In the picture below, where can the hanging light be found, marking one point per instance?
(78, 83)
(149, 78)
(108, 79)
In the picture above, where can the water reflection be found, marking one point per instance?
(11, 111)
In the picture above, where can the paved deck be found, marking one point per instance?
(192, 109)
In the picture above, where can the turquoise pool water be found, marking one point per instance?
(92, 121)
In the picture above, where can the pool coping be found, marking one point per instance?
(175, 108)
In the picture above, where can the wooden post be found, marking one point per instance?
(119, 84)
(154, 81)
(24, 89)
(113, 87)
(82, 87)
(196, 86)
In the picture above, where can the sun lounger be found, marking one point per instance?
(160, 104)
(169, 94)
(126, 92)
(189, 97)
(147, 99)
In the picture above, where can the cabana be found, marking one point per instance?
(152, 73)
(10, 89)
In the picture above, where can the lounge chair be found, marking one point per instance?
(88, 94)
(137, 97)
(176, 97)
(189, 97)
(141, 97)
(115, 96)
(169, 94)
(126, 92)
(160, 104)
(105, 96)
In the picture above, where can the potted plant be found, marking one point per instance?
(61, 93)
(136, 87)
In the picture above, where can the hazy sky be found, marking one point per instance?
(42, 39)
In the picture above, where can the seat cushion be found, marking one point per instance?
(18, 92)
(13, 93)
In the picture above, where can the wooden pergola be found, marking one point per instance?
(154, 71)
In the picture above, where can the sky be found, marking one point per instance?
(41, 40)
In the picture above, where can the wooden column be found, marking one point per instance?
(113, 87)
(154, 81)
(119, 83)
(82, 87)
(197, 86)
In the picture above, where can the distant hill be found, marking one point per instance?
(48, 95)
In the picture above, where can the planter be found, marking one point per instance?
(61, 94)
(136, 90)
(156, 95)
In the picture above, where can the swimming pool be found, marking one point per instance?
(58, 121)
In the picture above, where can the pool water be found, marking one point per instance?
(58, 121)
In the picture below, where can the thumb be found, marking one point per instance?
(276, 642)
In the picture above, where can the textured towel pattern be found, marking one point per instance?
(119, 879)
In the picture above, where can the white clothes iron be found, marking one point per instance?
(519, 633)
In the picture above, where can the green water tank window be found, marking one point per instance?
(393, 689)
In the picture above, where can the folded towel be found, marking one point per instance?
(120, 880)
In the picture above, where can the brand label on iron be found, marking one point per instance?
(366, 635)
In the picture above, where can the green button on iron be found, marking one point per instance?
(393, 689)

....

◆ Directions for this task:
Print all the data exactly.

◆ Exercise response:
In the picture below, where can the hanging light be found, marking one point per instance?
(78, 83)
(149, 78)
(108, 79)
In the picture above, where can the water reflection be found, marking one point per instance?
(11, 111)
In the picture above, where can the paved deck be found, marking one point per instance?
(192, 109)
In the picture above, where can the turquoise pool water be found, marking one point per instance?
(92, 121)
In the picture above, where can the pool coping be found, marking one point per instance?
(175, 108)
In the picture above, where can the wooden post be found, marking one point per instance?
(119, 84)
(154, 81)
(24, 89)
(113, 87)
(82, 87)
(196, 86)
In the picture above, where can the sun lounger be found, marking one point per instance?
(160, 104)
(169, 94)
(126, 92)
(189, 97)
(147, 99)
In the picture above, where can the cabana be found, marking one point per instance?
(152, 73)
(10, 89)
In the picture above, where can the lounge chair be found, marking one point per instance?
(88, 94)
(137, 97)
(176, 97)
(189, 97)
(141, 97)
(115, 96)
(169, 94)
(126, 92)
(160, 104)
(105, 96)
In the picture above, where can the potted plant be found, marking one point per instance?
(61, 93)
(136, 87)
In the picture above, where can the hazy sky be found, marking one point per instance?
(42, 39)
In the picture above, where can the seat cushion be found, marking one point per instance?
(18, 92)
(13, 93)
In the picture above, where can the wooden pergola be found, marking one point per instance?
(154, 71)
In the picture above, where can the sky be found, marking one point per instance?
(41, 40)
In the picture above, where can the wooden column be found, marking one point per instance?
(113, 87)
(154, 81)
(119, 83)
(82, 87)
(197, 86)
In the picture above, where can the distant hill be found, marking one point per instance?
(48, 95)
In the picture above, where can the planter be found, marking one point per instance?
(61, 94)
(136, 90)
(156, 95)
In the picture above, where can the swimming pool be found, marking one point per instance?
(58, 121)
In the picture above, where can the pool water be found, marking one point per instance?
(58, 121)
In the picture below, where can the thumb be found, marking one point per instance?
(276, 642)
In the picture above, where can the textured towel pattern be found, marking one point per instance?
(119, 879)
In the picture above, where can the white clothes iron be found, marking one point per instance?
(519, 633)
In the picture above, where can the green water tank window be found, marking one point per instance?
(393, 689)
In the picture above, where can the folded towel be found, marking one point per instance?
(120, 880)
In the picture above, where can the brand label on iron be found, marking one point per instance?
(366, 635)
In the picture above, where can the green button on iron be found, marking one point per instance?
(393, 689)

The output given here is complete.